CHALLENGE:
How many lines in the entries below contain the string "target"? Letter case matters, and reply with the number alone.

++++ RECORDS ++++

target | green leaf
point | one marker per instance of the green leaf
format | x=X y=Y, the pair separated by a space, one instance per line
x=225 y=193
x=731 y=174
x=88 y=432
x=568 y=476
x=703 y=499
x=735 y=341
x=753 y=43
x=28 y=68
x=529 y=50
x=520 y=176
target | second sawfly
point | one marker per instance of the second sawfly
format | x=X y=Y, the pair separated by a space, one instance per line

++++
++++ RECORDS ++++

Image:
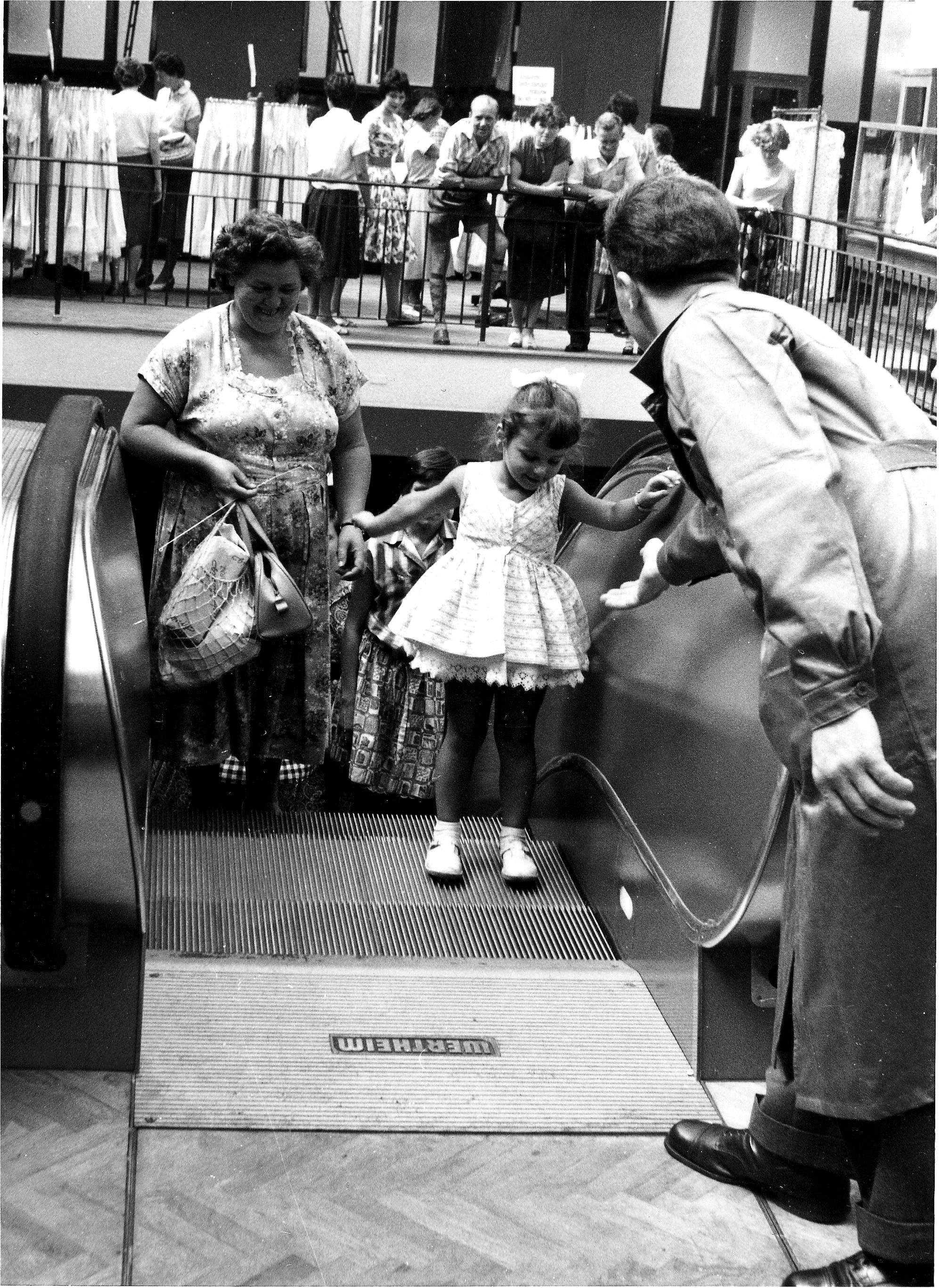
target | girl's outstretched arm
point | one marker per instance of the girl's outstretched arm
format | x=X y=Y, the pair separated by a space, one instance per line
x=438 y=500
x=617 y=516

++++

EXERCISE ANSWER:
3